> **What is required**: Extract every line of the items below word for word, and leave the pictures out of your answer.

[Outline records for named regions]

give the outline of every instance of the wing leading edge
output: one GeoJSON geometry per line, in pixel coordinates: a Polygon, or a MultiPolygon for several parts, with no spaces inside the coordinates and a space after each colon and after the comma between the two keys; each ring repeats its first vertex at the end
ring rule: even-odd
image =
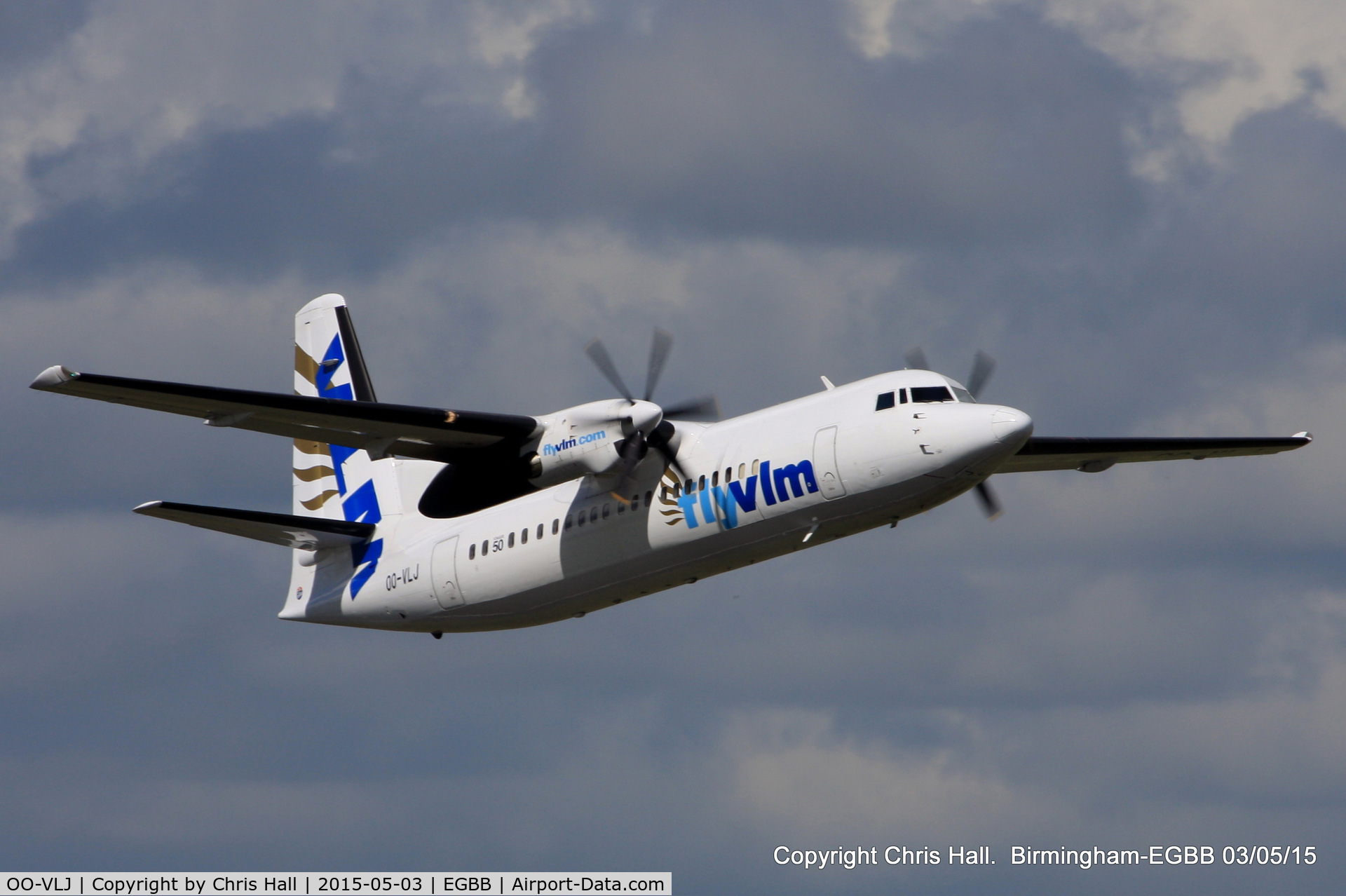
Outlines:
{"type": "Polygon", "coordinates": [[[299,548],[300,550],[358,545],[369,541],[374,534],[374,523],[268,514],[260,510],[236,510],[233,507],[178,505],[171,500],[151,500],[136,507],[135,513],[201,529],[213,529],[230,535],[254,538],[272,545],[299,548]]]}
{"type": "Polygon", "coordinates": [[[1073,439],[1067,436],[1032,436],[997,472],[1032,472],[1039,470],[1081,470],[1100,472],[1113,464],[1149,460],[1202,460],[1203,457],[1240,457],[1275,455],[1311,443],[1307,432],[1294,436],[1259,439],[1073,439]]]}
{"type": "Polygon", "coordinates": [[[447,460],[446,452],[456,449],[522,444],[538,429],[533,417],[192,386],[75,373],[62,366],[43,370],[30,387],[199,417],[211,426],[361,448],[376,456],[447,460]]]}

> **Complete answer**:
give the outline of every instance of the wing leading edge
output: one GeoJSON geometry per line, in pixel coordinates: a Polygon, or a MultiPolygon for several parts, with no spaces inside the coordinates and a space after each colon and after the comma between the two keys; each ring repeats its first vertex at the end
ring rule: even-odd
image =
Outlines:
{"type": "Polygon", "coordinates": [[[299,548],[300,550],[358,545],[369,541],[374,534],[374,523],[268,514],[260,510],[236,510],[233,507],[178,505],[171,500],[151,500],[136,507],[135,513],[201,529],[213,529],[230,535],[254,538],[272,545],[299,548]]]}
{"type": "Polygon", "coordinates": [[[1073,439],[1067,436],[1032,436],[997,472],[1032,472],[1039,470],[1081,470],[1100,472],[1113,464],[1149,460],[1202,460],[1203,457],[1240,457],[1275,455],[1311,443],[1307,432],[1294,436],[1259,439],[1073,439]]]}
{"type": "Polygon", "coordinates": [[[447,460],[446,452],[456,449],[522,444],[538,429],[533,417],[192,386],[75,373],[62,366],[43,370],[30,387],[199,417],[211,426],[361,448],[376,456],[447,460]]]}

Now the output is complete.